De retour à la maison j'ai tapé les deux premiers noms de la liste sur un moteur de recherche, Antoine Baur et Francine Baur. 

La photo que je me permets de publier en avant de ce billet apparaît en premier. Elle provient d'un site de recherches généalogiques. J'ignore qui l'a prise ni de quand elle peut dater. En revanche, les dates et lieux de naissance et de mort figurent sur le site. 
Il s'agissait donc d'une famille qui comportait quatre enfants, Pierre, Myriam, Antoine et Francine Baur. Respectivement 10, 9, 6 et 3 ans, quand ils sont morts, ainsi que leurs parents, à Auschwitz le 19 décembre 1943. Aucune d'entre elles, aucun d'entre eux n'aura survécu. Leur seule culpabilité était, aux yeux du régime nazi, leur origine juive.

----

Objectif de l'exercice:
Prolongez le texte sur la famille Baur, morte à Auschwitz, en reprenant après sa dernière phrase.

----

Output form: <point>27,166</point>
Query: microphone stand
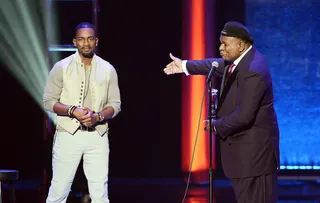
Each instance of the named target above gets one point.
<point>211,116</point>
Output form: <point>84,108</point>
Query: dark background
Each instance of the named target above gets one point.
<point>136,37</point>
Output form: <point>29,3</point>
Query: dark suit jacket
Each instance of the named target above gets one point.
<point>246,119</point>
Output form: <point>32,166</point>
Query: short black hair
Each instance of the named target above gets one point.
<point>85,25</point>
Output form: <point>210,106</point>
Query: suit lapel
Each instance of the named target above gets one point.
<point>228,82</point>
<point>223,79</point>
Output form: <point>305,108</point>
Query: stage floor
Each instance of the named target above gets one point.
<point>168,191</point>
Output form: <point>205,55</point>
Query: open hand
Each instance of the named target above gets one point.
<point>174,67</point>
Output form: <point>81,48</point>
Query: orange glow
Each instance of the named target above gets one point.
<point>193,89</point>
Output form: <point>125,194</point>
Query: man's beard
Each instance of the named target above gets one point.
<point>87,55</point>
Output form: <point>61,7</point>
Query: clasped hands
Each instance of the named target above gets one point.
<point>86,116</point>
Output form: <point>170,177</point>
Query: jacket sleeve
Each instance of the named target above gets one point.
<point>113,93</point>
<point>202,67</point>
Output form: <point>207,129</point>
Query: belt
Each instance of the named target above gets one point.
<point>85,128</point>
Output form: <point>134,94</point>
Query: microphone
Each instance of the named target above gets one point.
<point>214,65</point>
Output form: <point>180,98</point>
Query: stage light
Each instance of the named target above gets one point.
<point>24,32</point>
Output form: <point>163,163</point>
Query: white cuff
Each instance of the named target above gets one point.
<point>184,67</point>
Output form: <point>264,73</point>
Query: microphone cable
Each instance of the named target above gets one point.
<point>194,147</point>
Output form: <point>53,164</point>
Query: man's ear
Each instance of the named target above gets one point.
<point>74,42</point>
<point>241,46</point>
<point>97,41</point>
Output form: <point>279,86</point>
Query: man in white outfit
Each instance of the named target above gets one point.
<point>83,91</point>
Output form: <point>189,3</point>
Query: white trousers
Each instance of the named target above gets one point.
<point>66,154</point>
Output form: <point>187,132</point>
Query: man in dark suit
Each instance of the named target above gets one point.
<point>246,120</point>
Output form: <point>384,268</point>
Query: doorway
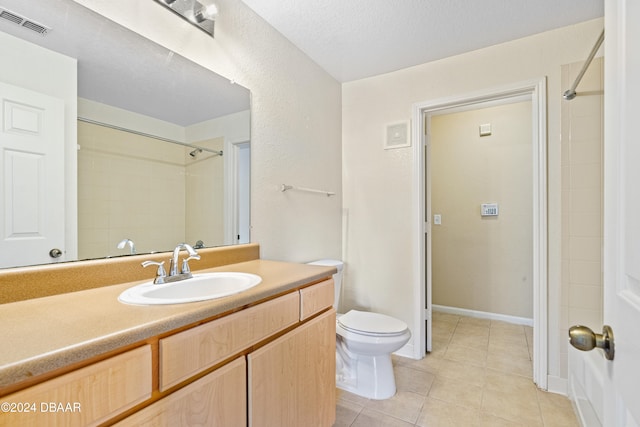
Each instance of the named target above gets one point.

----

Réponse rédigée:
Personne en aucun lieu en aucun temps ne mérite d'être assassiné pour une appartenance à une origine, une religion, une couleur de peau ou quoi que ce soit qui ne relève de sa part d'aucun choix. L'être humain ne sait éviter la violence, on l'a hélas compris, mais qu'au moins on se cantonne à ce qui tient de conflits entre adultes et d'éléments relevant d'un choix, d'idées à défendre, d'appartenance volontaire à un parti. Mais pas ça, pas se saisir d'un groupe donné pour en faire des boucs émissaires et de façon plus ou moins raffinée les massacrer.

Je n'ai pas poursuivi mes recherches pour les autres noms, j'avais à avancer dans ma journée, je ne pouvais davantage consacrer de temps au passé.

Mais j'aimerais que l'on n'oublie pas, qu'on ne les oublie pas et qu'on évite, moins d'un siècle plus tard, de repartir dans les mêmes criminelles dérives.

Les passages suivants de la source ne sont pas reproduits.